### Task details
Word for word, print all of the lines below.

*** Begin section ***

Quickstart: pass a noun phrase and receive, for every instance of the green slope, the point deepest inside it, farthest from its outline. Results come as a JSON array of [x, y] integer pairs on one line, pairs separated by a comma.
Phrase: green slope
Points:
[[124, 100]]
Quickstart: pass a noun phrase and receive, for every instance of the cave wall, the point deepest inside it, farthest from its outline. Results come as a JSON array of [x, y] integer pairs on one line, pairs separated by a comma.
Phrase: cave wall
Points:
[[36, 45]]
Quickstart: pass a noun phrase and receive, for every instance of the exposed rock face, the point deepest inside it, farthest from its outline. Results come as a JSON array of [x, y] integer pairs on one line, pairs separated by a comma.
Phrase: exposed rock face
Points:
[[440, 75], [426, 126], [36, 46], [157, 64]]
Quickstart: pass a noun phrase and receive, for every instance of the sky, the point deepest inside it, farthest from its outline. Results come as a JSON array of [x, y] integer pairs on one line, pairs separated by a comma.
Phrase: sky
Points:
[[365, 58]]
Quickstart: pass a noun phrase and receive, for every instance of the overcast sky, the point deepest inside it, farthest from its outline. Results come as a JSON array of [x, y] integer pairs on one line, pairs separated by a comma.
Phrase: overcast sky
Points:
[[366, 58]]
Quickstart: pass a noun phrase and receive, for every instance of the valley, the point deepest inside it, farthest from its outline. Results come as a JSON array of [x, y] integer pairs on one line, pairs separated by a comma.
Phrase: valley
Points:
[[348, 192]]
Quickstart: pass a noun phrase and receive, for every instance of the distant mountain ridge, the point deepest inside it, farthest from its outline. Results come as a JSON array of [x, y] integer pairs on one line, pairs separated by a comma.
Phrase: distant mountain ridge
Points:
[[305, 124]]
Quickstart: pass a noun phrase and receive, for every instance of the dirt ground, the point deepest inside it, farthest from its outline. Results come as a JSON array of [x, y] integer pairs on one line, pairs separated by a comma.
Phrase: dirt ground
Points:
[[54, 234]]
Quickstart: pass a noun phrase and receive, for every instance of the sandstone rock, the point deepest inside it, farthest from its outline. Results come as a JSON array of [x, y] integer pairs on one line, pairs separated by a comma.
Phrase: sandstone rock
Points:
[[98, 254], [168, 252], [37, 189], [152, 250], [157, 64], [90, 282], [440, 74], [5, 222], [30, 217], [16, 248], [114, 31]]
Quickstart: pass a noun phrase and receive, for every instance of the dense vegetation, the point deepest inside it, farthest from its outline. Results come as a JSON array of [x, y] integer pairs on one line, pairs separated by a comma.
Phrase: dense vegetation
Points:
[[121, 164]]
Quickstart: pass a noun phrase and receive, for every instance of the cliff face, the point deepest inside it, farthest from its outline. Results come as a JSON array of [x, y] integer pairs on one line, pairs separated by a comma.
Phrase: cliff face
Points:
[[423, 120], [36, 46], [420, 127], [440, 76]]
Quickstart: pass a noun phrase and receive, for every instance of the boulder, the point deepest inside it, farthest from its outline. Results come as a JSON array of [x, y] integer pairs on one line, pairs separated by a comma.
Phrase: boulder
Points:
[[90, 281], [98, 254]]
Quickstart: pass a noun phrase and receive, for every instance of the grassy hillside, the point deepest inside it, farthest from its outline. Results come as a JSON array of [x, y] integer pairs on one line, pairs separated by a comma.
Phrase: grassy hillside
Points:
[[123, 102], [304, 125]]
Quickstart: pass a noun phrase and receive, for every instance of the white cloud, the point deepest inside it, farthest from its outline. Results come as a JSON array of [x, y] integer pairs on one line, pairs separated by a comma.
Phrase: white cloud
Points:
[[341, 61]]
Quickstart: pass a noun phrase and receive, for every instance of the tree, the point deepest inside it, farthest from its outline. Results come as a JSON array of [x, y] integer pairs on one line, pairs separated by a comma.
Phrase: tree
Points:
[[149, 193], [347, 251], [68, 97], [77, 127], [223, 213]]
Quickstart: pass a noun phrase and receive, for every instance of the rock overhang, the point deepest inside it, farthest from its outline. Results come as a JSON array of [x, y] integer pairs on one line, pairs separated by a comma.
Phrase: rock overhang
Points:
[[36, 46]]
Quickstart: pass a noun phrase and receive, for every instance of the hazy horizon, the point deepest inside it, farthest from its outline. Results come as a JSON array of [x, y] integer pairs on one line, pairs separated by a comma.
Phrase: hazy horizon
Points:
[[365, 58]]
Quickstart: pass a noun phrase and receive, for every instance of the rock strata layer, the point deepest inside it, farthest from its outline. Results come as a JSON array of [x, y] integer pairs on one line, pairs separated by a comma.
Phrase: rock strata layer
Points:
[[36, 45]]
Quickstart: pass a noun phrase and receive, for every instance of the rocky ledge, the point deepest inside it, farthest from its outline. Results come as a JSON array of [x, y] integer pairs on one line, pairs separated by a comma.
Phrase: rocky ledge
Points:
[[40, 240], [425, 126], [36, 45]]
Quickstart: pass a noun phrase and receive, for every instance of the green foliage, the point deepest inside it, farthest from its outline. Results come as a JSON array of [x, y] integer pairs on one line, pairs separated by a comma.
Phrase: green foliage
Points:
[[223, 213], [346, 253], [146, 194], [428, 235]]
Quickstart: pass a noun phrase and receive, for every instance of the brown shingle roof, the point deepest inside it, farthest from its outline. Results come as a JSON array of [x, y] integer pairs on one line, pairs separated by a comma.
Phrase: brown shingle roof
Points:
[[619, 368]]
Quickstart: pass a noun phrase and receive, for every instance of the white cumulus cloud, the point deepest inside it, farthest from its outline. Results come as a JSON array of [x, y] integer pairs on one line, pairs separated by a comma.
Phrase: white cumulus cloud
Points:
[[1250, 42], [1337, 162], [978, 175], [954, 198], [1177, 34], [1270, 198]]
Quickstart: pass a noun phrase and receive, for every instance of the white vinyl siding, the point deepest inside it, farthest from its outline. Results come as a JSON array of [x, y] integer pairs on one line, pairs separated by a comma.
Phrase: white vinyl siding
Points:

*** End section ***

### Exercise response
Quickstart: pass a noun phrase and receive, for every instance of the green slope, the point deepest inside it, farthest from its outline. Results come as a JSON array of [x, y] integer pairs on one line, pairs separated by a comma.
Phrase: green slope
Points:
[[124, 100]]
Quickstart: pass a noun phrase and receive, for every instance of the cave wall, the point deepest inside it, farthest from its outline. Results come as a JSON array of [x, y] integer pairs on one line, pairs separated by a comma.
Phrase: cave wall
Points:
[[36, 45]]
Quickstart: pass a noun phrase and receive, for every instance of the exposed rock face, the point deepest inside it, farthest from its outline. Results come as a JSON array of [x, y] integer pairs on one line, pairs separated by a comma.
Phrase: exposed rock face
Points:
[[440, 75], [426, 126], [36, 46], [157, 64]]
Quickstart: pass a noun phrase and receive, for every instance of the sky, the point deepest inside it, farthest from its outline. Results come as a JSON array of [x, y] integer pairs on one line, pairs separated by a comma.
Phrase: sky
Points:
[[365, 58]]
Quickstart: pass a noun phrase and receive, for every instance of the overcast sky, the point deepest inside it, farthest from its outline. Results come as a JSON array of [x, y] integer pairs on one line, pairs separated by a comma.
Phrase: overcast sky
Points:
[[366, 58]]
Quickstart: pass a noun phrase and receive, for every instance of the valley, the point deepest inside it, farthest from its outline. Results come as a JSON array of [x, y] integer pairs on one line, pairs separated by a comma.
Phrase: valley
Points:
[[348, 192]]
Quickstart: pass a noun phrase and receive, for every instance of the distant mountain ridge, the point deepest inside it, farthest from its outline. Results come as a JSON array of [x, y] integer pairs on one line, pairs separated by a comma.
Phrase: distant mountain ridge
Points:
[[305, 124]]
Quickstart: pass a noun phrase and receive, for every instance of the dirt ground, the point deepest inside it, farthest from its outline. Results come as a JSON array of [x, y] integer pairs on one line, pairs separated by a comma.
Phrase: dirt ground
Points:
[[54, 234]]
Quickstart: pass a noun phrase and receive, for every instance of the sandstone rock, the point deepest inside it, farthest from its outline. Results come as a JSON array of [x, y] integer pairs on one line, pairs separated by a comma.
Phrase: sandstone rock
Points:
[[98, 254], [168, 252], [37, 189], [152, 250], [157, 64], [90, 282], [440, 74], [5, 222], [30, 217], [16, 248], [114, 31]]
Quickstart: pass a noun phrase and receive, for every instance of the dense vegetation, the point deepest inside it, farthest from its outline. Results come as a JSON array of [x, y] integer pairs on one line, pairs separated by a comma.
Phrase: dense vegetation
Points:
[[121, 164]]
Quickstart: pass a noun phrase and receive, for every instance of the cliff face, the point deepest inside it, farthest from its outline. Results come as a JSON array of [x, y] integer pairs on one line, pairs separated by a comma.
Phrase: cliff face
Points:
[[423, 120], [36, 46], [420, 127], [440, 76]]
Quickstart: pass a noun phrase and receive, for every instance of the boulder, the point deepest inside it, farthest from its outline. Results come as a JSON array of [x, y] integer pairs on one line, pairs separated by a comma.
Phrase: boulder
Points:
[[90, 281], [98, 254]]
Quickstart: pass a noun phrase and receive, for every instance of the grassy hillside, the point deepest inside it, farthest from its outline. Results come as a JSON array of [x, y] integer pairs on one line, pairs separated by a comma.
Phrase: grassy hillside
Points:
[[123, 102], [304, 125]]
Quickstart: pass a noun phrase and receive, for every instance of the white cloud, the point deepest inside it, farthest from its outline. Results come as a JSON array of [x, y] integer pairs on one line, pairs separated by a comma.
Phrase: white cloud
Points:
[[341, 61]]
Quickstart: pass a noun phrase and receive, for every instance of the tree, the point deepest inside it, farthest from its outline. Results come as a JSON array of [x, y] integer pairs on one line, pairs separated by a comma.
Phrase: tree
Points:
[[149, 193], [347, 251], [68, 97], [77, 127], [223, 213]]
Quickstart: pass a noun phrase and receive, for every instance of the rock overhang, the point deepest inside it, farthest from its outline. Results come as a JSON array of [x, y] integer pairs on one line, pairs separated by a comma.
Phrase: rock overhang
Points:
[[36, 46]]
Quickstart: pass a noun phrase and receive, for every instance of the hazy horizon, the point deepest inside it, farthest from its outline. Results come as a JSON array of [x, y] integer pairs on one line, pairs separated by a comma.
Phrase: hazy horizon
Points:
[[365, 58]]
Quickstart: pass a noun phrase and receive, for every instance of the rock strata layer, the point deepest inside it, farthest from its outline. Results come as a JSON array of [x, y] integer pairs on one line, pairs separated by a comma.
Phrase: rock strata layer
Points:
[[36, 45]]
Quickstart: pass a noun phrase and receive, for every instance of the rocky ledge, the point deepest inside it, farthest from its outline. Results come as a JSON array of [x, y] integer pairs on one line, pairs separated by a comma.
Phrase: rocky ledge
Points:
[[40, 240], [425, 126], [36, 45]]
Quickstart: pass a noun phrase and receive, for every instance of the green foliage, the point deepest inside it, farthest from its outline. Results come as a JSON array of [x, y] integer pairs on one line, pairs separated by a comma.
Phrase: green foliage
Points:
[[223, 213], [346, 253], [146, 194], [428, 235]]
Quickstart: pass a noun phrase and receive, for every instance of the brown shingle roof, the point deepest inside it, farthest from its outline. Results come as a JSON array of [x, y] integer pairs on one line, pairs separated by a comma.
Phrase: brown shingle roof
Points:
[[619, 368]]
Quickstart: pass a noun phrase and receive, for every instance of the white cumulus cloud, the point deepest inside it, farthest from its outline. Results come as a JSON array of [x, y] integer pairs on one line, pairs separated by a comma.
Phrase: white cumulus cloud
Points:
[[1250, 42], [1337, 162], [978, 175], [954, 198], [1177, 34], [1270, 198]]
Quickstart: pass a noun phrase and receive, for every instance of the white vinyl siding, the point deepest inside it, farthest from its outline. Results come as a JSON array of [x, y] integer pairs on one line, pairs separated by a comma.
Phrase: white vinyl siding
Points:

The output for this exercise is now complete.